-- Textauszug --
● ● ●

Von Gert Ewen Ungar
Im Hinblick auf den Anschlag auf die Ostseepipeline Nord-Stream gibt es inzwischen zahlreiche Erzählstränge. In ihrer Unterschiedlichkeit sorgen sie für Verwirrung und für Ablenkung von der Tatsache, dass ein von Pulitzer-Preisträger Seymour Hersh erhobener Vorwurf nicht weiter verfolgt wird. Es ist im Bereich des Wahrscheinlichen, dass genau das ihr Zweck ist. Hersh hat unter Bezugnahme auf eine ihm vertraute Quelle mit Verbindung ins Weiße Haus behauptet, US-Präsident Joe Biden sei persönlich in den Anschlag involviert. Biden habe ihn beauftragt.
Dass diese Spur nicht verfolgt wird, ist auch deshalb erstaunlich, weil US-Präsident Biden unmittelbar vor Beginn des Ukraine-Kriegs im Beisein von Bundeskanzler Scholz erklärt hat, für den Fall, dass Russland in die Ukraine einmarschiere, werde es kein Nord-Stream 2 mehr geben. Scholz wurde vor der Weltöffentlichkeit düpiert. An diese Aussage, die in den großen deutschen Medien keinen Niederschlag mehr findet, erinnert der außenpolitische Blog German-Foreign-Policy.
Fabio De Masi ergänzt in diesem Zusammenhang in einem Interview mit dem Cicero, dass es eine Aufgabe der Geheimdienste sei, Verwirrung zu stiften.
"Wir dürfen nie vergessen: Bewusst Verwirrung zu stiften, ist das Spiel, das die Geheimdienste perfekt beherrschen, um von eigenem Handeln abzulenken."
In der Tat wird nur noch die Geschichte der Segeljacht Andromeda verfolgt, wobei die Enden der Geschichte immer weiter zerfasert werden, was auf die Absicht hindeuten könnte, die Ermittlungen letztlich im Sande verlaufen zu lassen.
Die gecharterte Segeljacht Andromeda soll von einer Gruppe von sechs Privatpersonen für den Anschlag benutzt worden sein. Die Gruppe bestand aus fünf Männern und einer Frau. Die Geschichte, die auf den Aussagen ungenannter Quellen innerhalb der selbst als tatverdächtig geltenden US-Administration basiert, wirft zahlreiche Fragen auf.
So soll ein hochprofessionell agierendes Team zwar in der Lage gewesen sein, in der international komplett überwachten Ostsee unbemerkt Sprengstoff in großer Tiefe angebracht zu haben, agierte dann aber so unvorsichtig, dass vier Monate nach dem Anschlag in der Jacht hinterlassene Fingerabdrücke zur Identifizierung der Beteiligten führen.
Für Deutschland wird der Schaden immer größer. Egal, welcher Erzählung man mehr Glauben schenkt, so folgt aus allen derzeit im Umlauf befindlichen Varianten, Anschläge auf die vitale Infrastruktur Deutschlands durchführen darf, ohne mit Konsequenzen rechnen zu müssen. Die Tatsache, dass Polens Ministerpräsident Donald Tusk "Entschuldigung und Schweigen" fordert und Tschechiens Präsident Petr Pawel öffentlich äußert, Nord-Stream sei "legitimes Ziel" deutet auf einen massiven Einflussverlust Deutschlands auch innerhalb seiner Bündnispartner hin.

● ● ●

-- Datenauszug --
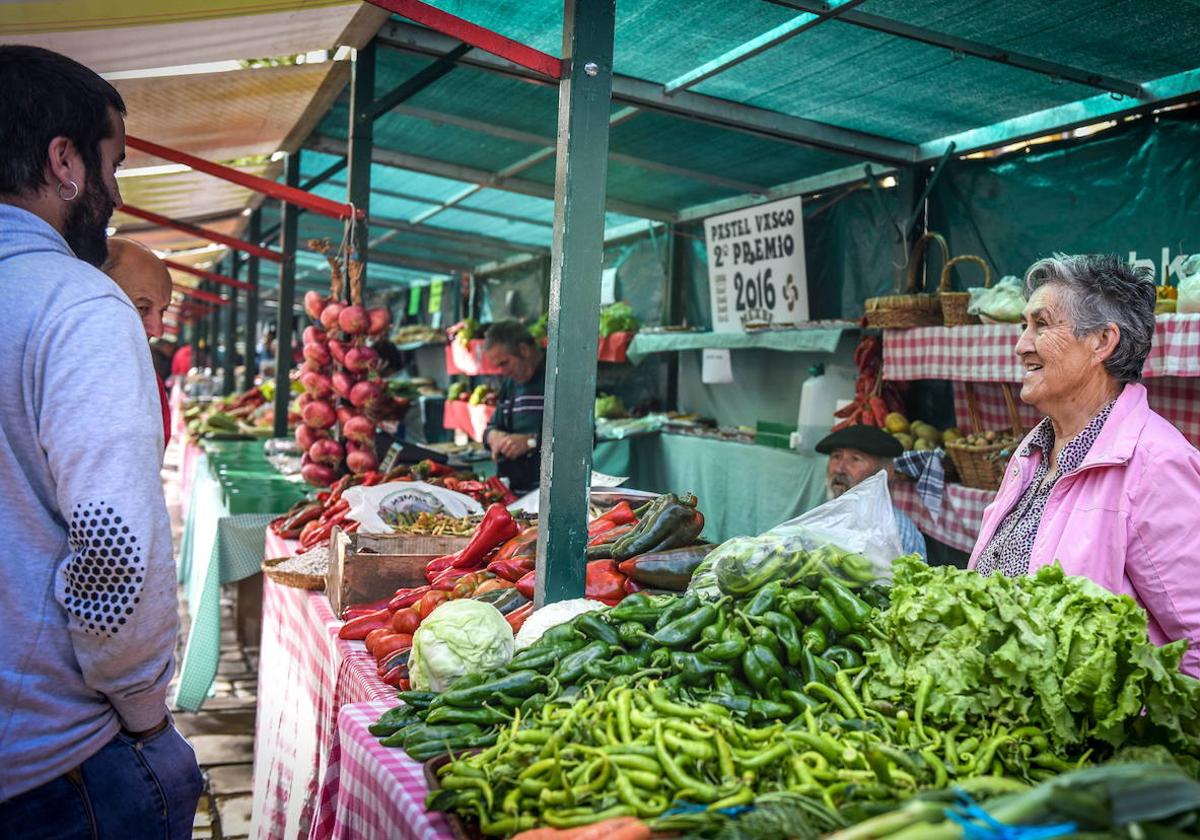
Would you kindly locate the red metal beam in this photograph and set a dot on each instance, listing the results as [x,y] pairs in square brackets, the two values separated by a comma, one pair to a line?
[199,294]
[475,35]
[208,275]
[203,233]
[317,204]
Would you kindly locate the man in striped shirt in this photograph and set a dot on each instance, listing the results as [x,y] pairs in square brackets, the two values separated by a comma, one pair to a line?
[858,453]
[515,431]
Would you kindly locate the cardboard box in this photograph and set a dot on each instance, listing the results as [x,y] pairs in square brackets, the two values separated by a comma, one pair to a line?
[365,568]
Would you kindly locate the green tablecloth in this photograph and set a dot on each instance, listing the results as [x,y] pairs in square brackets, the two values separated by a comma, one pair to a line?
[222,543]
[743,489]
[815,340]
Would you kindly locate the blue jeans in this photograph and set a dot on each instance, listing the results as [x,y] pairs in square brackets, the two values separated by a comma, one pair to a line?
[132,790]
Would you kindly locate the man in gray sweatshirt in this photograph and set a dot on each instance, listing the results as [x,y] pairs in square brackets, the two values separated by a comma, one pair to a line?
[87,571]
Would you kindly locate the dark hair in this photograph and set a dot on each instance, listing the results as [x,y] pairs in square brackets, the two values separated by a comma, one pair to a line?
[508,334]
[1104,289]
[46,95]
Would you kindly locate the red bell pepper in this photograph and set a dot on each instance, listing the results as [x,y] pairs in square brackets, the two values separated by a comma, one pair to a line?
[519,616]
[497,528]
[406,598]
[621,514]
[357,629]
[525,586]
[605,582]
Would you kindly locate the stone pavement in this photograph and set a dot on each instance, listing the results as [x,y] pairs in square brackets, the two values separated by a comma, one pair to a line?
[222,733]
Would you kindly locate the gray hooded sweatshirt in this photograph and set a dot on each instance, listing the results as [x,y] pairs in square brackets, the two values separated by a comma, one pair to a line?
[87,570]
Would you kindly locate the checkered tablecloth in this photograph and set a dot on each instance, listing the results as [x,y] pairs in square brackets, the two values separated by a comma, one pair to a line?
[985,353]
[960,519]
[305,676]
[375,792]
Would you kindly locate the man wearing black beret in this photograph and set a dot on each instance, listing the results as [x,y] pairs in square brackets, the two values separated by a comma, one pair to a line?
[858,453]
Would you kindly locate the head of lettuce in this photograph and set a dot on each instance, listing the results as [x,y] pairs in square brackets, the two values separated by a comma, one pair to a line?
[456,639]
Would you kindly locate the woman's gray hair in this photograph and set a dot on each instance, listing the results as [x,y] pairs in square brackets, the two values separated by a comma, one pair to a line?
[1103,289]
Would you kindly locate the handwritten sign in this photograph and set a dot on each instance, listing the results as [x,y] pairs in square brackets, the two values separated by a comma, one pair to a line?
[756,267]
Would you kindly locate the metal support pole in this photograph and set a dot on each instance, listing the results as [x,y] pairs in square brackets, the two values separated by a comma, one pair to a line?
[287,299]
[231,359]
[585,99]
[361,144]
[251,370]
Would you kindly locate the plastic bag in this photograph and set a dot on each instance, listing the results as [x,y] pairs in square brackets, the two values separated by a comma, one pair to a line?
[1005,301]
[369,505]
[1189,286]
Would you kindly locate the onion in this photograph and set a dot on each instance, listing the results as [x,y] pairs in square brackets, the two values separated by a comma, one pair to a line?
[361,461]
[360,359]
[359,430]
[343,383]
[315,335]
[318,474]
[378,321]
[318,414]
[329,315]
[318,354]
[313,304]
[364,393]
[353,321]
[327,451]
[306,436]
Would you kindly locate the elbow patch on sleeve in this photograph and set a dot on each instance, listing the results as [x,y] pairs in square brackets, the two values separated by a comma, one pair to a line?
[103,579]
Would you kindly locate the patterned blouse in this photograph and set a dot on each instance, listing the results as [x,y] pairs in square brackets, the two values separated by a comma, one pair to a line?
[1012,545]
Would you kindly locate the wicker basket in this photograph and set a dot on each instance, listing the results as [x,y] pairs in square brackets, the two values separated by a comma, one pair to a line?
[954,304]
[911,307]
[292,579]
[983,466]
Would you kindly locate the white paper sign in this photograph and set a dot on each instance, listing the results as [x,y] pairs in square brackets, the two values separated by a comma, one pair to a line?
[756,267]
[717,367]
[607,287]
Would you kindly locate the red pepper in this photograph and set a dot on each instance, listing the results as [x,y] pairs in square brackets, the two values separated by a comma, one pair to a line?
[357,629]
[621,514]
[357,610]
[525,586]
[406,598]
[517,617]
[511,570]
[497,528]
[605,582]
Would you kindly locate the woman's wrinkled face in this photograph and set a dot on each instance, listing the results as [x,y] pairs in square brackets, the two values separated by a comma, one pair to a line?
[1056,363]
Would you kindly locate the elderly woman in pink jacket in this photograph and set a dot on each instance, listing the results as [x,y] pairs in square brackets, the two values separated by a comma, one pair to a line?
[1103,484]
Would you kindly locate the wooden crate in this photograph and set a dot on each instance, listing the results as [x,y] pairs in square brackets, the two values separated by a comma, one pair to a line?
[365,568]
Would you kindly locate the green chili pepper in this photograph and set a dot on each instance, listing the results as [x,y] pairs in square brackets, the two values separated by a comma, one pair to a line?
[850,605]
[571,667]
[516,684]
[593,627]
[685,629]
[787,635]
[760,665]
[843,657]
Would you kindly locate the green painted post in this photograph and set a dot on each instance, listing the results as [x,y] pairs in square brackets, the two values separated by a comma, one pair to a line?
[585,99]
[251,370]
[231,339]
[361,143]
[287,299]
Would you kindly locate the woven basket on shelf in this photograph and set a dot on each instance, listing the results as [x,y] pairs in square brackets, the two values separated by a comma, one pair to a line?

● ● ●

-- Schriftliche Aufgabe --
Beantworte anhand des Textes über den Anschlag auf Nord-Stream die folgenden Fragen.
(a) Wer hat laut Seymour Hersh den Anschlag in Auftrag gegeben?
(b) Aus wie vielen Personen bestand die Gruppe, die die Segeljacht Andromeda benutzt haben soll, und wie setzte sie sich zusammen?
(c) Wie lange nach dem Anschlag führten die in der Jacht hinterlassenen Fingerabdrücke zur Identifizierung der Beteiligten?
Stütze dich dabei ausschließlich auf den Text.

-- Lösung der Aufgabe --
(a) US-Präsident Joe Biden.
(b) Aus sechs Personen, nämlich fünf Männern und einer Frau.
(c) Vier Monate nach dem Anschlag.